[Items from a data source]
<<<<
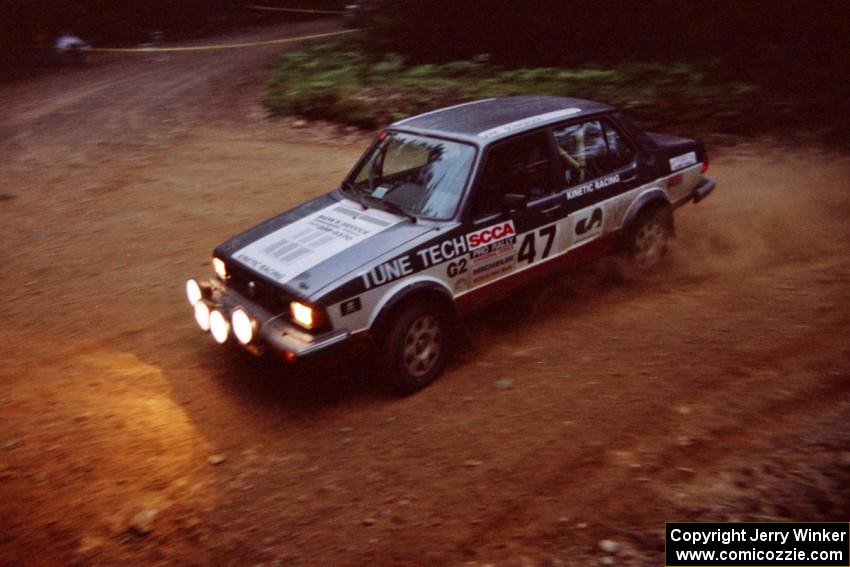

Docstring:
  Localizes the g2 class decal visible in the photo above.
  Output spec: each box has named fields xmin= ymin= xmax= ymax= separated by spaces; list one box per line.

xmin=447 ymin=259 xmax=468 ymax=277
xmin=669 ymin=151 xmax=697 ymax=172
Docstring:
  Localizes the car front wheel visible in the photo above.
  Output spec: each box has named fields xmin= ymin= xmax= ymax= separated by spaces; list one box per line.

xmin=380 ymin=302 xmax=449 ymax=396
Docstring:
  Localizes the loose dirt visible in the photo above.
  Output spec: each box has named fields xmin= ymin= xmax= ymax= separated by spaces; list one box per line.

xmin=1 ymin=20 xmax=849 ymax=567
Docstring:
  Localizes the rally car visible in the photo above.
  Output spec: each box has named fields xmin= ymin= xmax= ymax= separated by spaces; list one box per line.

xmin=185 ymin=96 xmax=715 ymax=394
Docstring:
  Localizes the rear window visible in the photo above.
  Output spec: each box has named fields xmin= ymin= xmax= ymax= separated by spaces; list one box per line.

xmin=553 ymin=118 xmax=635 ymax=185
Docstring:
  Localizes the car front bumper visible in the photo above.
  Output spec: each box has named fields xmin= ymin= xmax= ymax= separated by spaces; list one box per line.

xmin=194 ymin=279 xmax=350 ymax=360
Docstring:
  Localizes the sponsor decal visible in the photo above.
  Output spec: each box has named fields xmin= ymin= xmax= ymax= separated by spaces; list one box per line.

xmin=478 ymin=108 xmax=582 ymax=138
xmin=340 ymin=297 xmax=362 ymax=316
xmin=360 ymin=234 xmax=469 ymax=291
xmin=233 ymin=201 xmax=400 ymax=284
xmin=416 ymin=235 xmax=468 ymax=268
xmin=669 ymin=151 xmax=697 ymax=172
xmin=467 ymin=221 xmax=516 ymax=250
xmin=471 ymin=253 xmax=514 ymax=284
xmin=572 ymin=206 xmax=604 ymax=245
xmin=566 ymin=174 xmax=620 ymax=200
xmin=361 ymin=255 xmax=415 ymax=290
xmin=467 ymin=221 xmax=517 ymax=284
xmin=447 ymin=259 xmax=468 ymax=278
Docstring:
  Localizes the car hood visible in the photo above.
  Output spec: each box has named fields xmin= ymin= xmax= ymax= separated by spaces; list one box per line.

xmin=214 ymin=193 xmax=435 ymax=300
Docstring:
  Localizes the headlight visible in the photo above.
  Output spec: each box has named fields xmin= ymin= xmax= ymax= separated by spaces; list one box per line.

xmin=193 ymin=301 xmax=211 ymax=331
xmin=290 ymin=301 xmax=315 ymax=329
xmin=212 ymin=257 xmax=228 ymax=280
xmin=209 ymin=309 xmax=230 ymax=344
xmin=231 ymin=308 xmax=257 ymax=345
xmin=186 ymin=278 xmax=203 ymax=305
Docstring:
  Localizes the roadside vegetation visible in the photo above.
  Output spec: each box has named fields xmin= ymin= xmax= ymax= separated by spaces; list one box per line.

xmin=264 ymin=1 xmax=848 ymax=144
xmin=265 ymin=40 xmax=770 ymax=138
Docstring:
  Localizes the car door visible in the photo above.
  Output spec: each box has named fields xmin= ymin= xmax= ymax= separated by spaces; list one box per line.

xmin=552 ymin=117 xmax=640 ymax=250
xmin=464 ymin=130 xmax=566 ymax=290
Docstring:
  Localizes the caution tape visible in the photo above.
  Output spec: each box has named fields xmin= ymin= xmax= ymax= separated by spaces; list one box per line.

xmin=246 ymin=5 xmax=346 ymax=15
xmin=88 ymin=27 xmax=361 ymax=53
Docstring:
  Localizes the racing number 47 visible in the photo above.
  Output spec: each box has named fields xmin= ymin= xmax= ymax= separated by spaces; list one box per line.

xmin=518 ymin=225 xmax=556 ymax=265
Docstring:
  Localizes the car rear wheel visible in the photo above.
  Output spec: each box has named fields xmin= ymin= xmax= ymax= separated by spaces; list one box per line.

xmin=380 ymin=301 xmax=449 ymax=396
xmin=628 ymin=208 xmax=671 ymax=271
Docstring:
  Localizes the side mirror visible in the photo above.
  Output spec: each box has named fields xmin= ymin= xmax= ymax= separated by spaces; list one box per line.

xmin=503 ymin=193 xmax=528 ymax=212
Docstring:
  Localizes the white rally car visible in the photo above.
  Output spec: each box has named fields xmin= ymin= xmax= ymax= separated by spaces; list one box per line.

xmin=186 ymin=96 xmax=715 ymax=394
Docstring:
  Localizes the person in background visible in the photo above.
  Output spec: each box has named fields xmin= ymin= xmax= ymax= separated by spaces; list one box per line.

xmin=54 ymin=31 xmax=89 ymax=66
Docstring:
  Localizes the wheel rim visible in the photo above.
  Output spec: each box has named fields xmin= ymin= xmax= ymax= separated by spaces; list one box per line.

xmin=402 ymin=314 xmax=442 ymax=378
xmin=633 ymin=221 xmax=667 ymax=269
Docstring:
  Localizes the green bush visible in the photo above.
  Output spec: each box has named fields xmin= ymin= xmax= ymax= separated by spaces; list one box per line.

xmin=264 ymin=40 xmax=769 ymax=137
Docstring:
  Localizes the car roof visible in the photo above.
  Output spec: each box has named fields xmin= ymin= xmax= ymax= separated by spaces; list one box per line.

xmin=390 ymin=95 xmax=613 ymax=145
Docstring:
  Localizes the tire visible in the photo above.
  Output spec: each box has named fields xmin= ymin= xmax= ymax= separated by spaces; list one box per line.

xmin=379 ymin=301 xmax=450 ymax=396
xmin=626 ymin=207 xmax=671 ymax=271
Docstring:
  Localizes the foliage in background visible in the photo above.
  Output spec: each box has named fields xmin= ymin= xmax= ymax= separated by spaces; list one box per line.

xmin=337 ymin=0 xmax=849 ymax=143
xmin=264 ymin=40 xmax=779 ymax=138
xmin=355 ymin=0 xmax=849 ymax=81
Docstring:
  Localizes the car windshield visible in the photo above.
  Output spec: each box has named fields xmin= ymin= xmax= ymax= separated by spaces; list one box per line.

xmin=344 ymin=132 xmax=476 ymax=220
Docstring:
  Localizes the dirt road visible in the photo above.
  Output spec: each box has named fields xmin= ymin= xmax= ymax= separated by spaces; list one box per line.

xmin=1 ymin=20 xmax=849 ymax=567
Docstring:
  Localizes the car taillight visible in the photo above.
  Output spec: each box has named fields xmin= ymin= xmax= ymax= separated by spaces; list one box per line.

xmin=700 ymin=155 xmax=709 ymax=174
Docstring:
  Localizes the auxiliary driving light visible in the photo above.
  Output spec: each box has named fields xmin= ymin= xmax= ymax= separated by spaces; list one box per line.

xmin=186 ymin=278 xmax=203 ymax=305
xmin=209 ymin=309 xmax=230 ymax=344
xmin=212 ymin=257 xmax=228 ymax=280
xmin=231 ymin=308 xmax=256 ymax=345
xmin=290 ymin=301 xmax=315 ymax=329
xmin=193 ymin=301 xmax=211 ymax=332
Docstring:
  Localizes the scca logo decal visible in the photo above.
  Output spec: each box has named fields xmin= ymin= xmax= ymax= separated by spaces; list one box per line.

xmin=467 ymin=221 xmax=516 ymax=250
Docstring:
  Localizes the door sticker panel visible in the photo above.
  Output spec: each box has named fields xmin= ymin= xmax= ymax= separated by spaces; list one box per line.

xmin=569 ymin=204 xmax=605 ymax=247
xmin=466 ymin=220 xmax=517 ymax=286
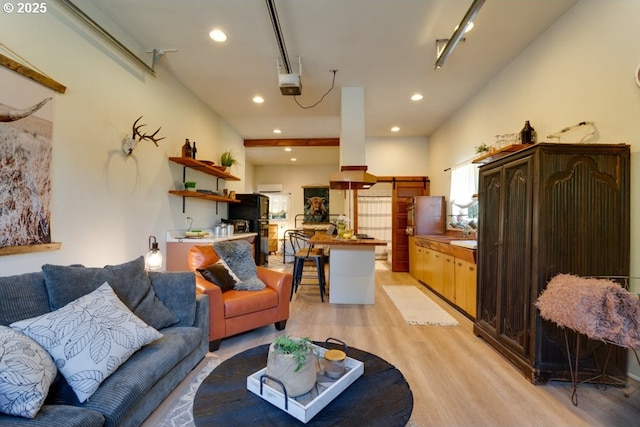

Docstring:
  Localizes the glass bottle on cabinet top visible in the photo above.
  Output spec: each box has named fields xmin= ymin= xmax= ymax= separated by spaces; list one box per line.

xmin=181 ymin=139 xmax=192 ymax=158
xmin=520 ymin=121 xmax=535 ymax=144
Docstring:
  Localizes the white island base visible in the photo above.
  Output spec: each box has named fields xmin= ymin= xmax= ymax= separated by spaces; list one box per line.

xmin=328 ymin=245 xmax=376 ymax=304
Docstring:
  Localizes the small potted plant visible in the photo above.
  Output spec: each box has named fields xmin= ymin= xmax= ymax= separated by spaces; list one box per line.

xmin=475 ymin=143 xmax=490 ymax=154
xmin=184 ymin=181 xmax=196 ymax=191
xmin=335 ymin=215 xmax=350 ymax=238
xmin=265 ymin=335 xmax=317 ymax=397
xmin=220 ymin=150 xmax=239 ymax=170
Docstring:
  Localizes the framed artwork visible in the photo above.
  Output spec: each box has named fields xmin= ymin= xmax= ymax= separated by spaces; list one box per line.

xmin=0 ymin=53 xmax=65 ymax=255
xmin=303 ymin=186 xmax=329 ymax=223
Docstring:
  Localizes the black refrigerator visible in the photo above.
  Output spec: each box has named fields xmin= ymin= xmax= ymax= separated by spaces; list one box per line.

xmin=228 ymin=193 xmax=269 ymax=266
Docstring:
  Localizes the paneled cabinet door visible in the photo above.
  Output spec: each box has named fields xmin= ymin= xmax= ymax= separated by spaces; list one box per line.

xmin=421 ymin=247 xmax=432 ymax=287
xmin=408 ymin=236 xmax=417 ymax=279
xmin=477 ymin=154 xmax=533 ymax=359
xmin=442 ymin=254 xmax=455 ymax=302
xmin=268 ymin=224 xmax=278 ymax=253
xmin=476 ymin=164 xmax=502 ymax=336
xmin=431 ymin=251 xmax=444 ymax=295
xmin=455 ymin=258 xmax=476 ymax=318
xmin=499 ymin=155 xmax=533 ymax=358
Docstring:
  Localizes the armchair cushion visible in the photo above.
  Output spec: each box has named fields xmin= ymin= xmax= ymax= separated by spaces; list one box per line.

xmin=213 ymin=241 xmax=266 ymax=291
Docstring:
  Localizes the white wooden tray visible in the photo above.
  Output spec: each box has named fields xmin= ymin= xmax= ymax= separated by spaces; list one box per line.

xmin=246 ymin=343 xmax=364 ymax=423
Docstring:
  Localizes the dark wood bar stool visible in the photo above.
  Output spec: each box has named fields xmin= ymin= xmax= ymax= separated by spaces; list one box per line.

xmin=289 ymin=231 xmax=327 ymax=301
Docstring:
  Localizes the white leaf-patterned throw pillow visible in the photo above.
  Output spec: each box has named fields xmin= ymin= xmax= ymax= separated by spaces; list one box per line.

xmin=0 ymin=326 xmax=57 ymax=418
xmin=10 ymin=282 xmax=163 ymax=403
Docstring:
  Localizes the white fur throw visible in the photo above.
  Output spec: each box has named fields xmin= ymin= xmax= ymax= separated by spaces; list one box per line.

xmin=536 ymin=274 xmax=640 ymax=349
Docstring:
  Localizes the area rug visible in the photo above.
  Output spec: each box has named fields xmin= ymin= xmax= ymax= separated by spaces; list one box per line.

xmin=382 ymin=285 xmax=459 ymax=326
xmin=158 ymin=357 xmax=221 ymax=427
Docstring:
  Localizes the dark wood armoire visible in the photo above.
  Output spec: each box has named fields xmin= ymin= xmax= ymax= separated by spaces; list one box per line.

xmin=474 ymin=143 xmax=630 ymax=383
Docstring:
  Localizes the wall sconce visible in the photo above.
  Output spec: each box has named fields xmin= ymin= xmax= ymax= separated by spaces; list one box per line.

xmin=145 ymin=236 xmax=163 ymax=271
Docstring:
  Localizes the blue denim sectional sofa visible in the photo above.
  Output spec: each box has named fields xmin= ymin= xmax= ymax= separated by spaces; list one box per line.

xmin=0 ymin=257 xmax=209 ymax=426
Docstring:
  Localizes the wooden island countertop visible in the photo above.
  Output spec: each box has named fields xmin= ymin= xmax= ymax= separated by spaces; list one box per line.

xmin=308 ymin=233 xmax=387 ymax=247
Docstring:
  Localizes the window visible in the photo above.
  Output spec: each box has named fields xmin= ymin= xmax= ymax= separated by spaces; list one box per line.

xmin=265 ymin=193 xmax=290 ymax=220
xmin=449 ymin=162 xmax=478 ymax=228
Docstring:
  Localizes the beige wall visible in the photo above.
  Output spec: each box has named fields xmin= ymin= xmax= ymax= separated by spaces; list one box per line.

xmin=426 ymin=0 xmax=640 ymax=377
xmin=253 ymin=164 xmax=345 ymax=239
xmin=366 ymin=136 xmax=430 ymax=177
xmin=0 ymin=2 xmax=244 ymax=274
>>>>
* EXERCISE:
From the records above, give again exactly the lines running from the line with "Localizes the small" to the line with "Localizes the dark wood bar", inclusive.

* RESPONSE AREA:
  Localizes the small potted plant visible in the photo above.
  Output spec: each box has named fields xmin= ymin= xmax= ymax= separated by spaces; list one box per line.

xmin=475 ymin=143 xmax=490 ymax=154
xmin=184 ymin=181 xmax=196 ymax=191
xmin=335 ymin=215 xmax=350 ymax=238
xmin=265 ymin=335 xmax=317 ymax=397
xmin=220 ymin=150 xmax=239 ymax=170
Docstring:
  Localizes the framed artwork visible in the photo above.
  Output spec: each box has named fields xmin= ymin= xmax= ymax= separated by spaces; list one box per line.

xmin=0 ymin=53 xmax=65 ymax=255
xmin=303 ymin=186 xmax=329 ymax=223
Docstring:
  Localizes the black refrigerator visible in the photo above.
  Output spec: each box has named fields xmin= ymin= xmax= ymax= separated by spaces; list one box per line.

xmin=228 ymin=193 xmax=269 ymax=266
Docstring:
  Localizes the paneled cabinet door visible in the photo above.
  Output spec: each box has named fields xmin= ymin= xmax= ymax= separated by spaces; list one box per line.

xmin=421 ymin=247 xmax=432 ymax=287
xmin=408 ymin=236 xmax=417 ymax=279
xmin=477 ymin=154 xmax=533 ymax=359
xmin=442 ymin=254 xmax=455 ymax=302
xmin=268 ymin=224 xmax=278 ymax=253
xmin=476 ymin=164 xmax=502 ymax=336
xmin=431 ymin=251 xmax=444 ymax=295
xmin=455 ymin=258 xmax=476 ymax=318
xmin=499 ymin=155 xmax=533 ymax=358
Docstring:
  Localizes the armchair cushion visible in the photo above.
  Output spec: each box has named fields xmin= ymin= xmax= ymax= separated by spaces; list one box per line.

xmin=213 ymin=241 xmax=266 ymax=291
Docstring:
  Localizes the white wooden tray visible in the photo above.
  Output spec: each box has named fields xmin= ymin= xmax= ymax= separated by spaces; list one box per line.

xmin=246 ymin=343 xmax=364 ymax=423
Docstring:
  Localizes the dark wood bar stool visible in the photo above.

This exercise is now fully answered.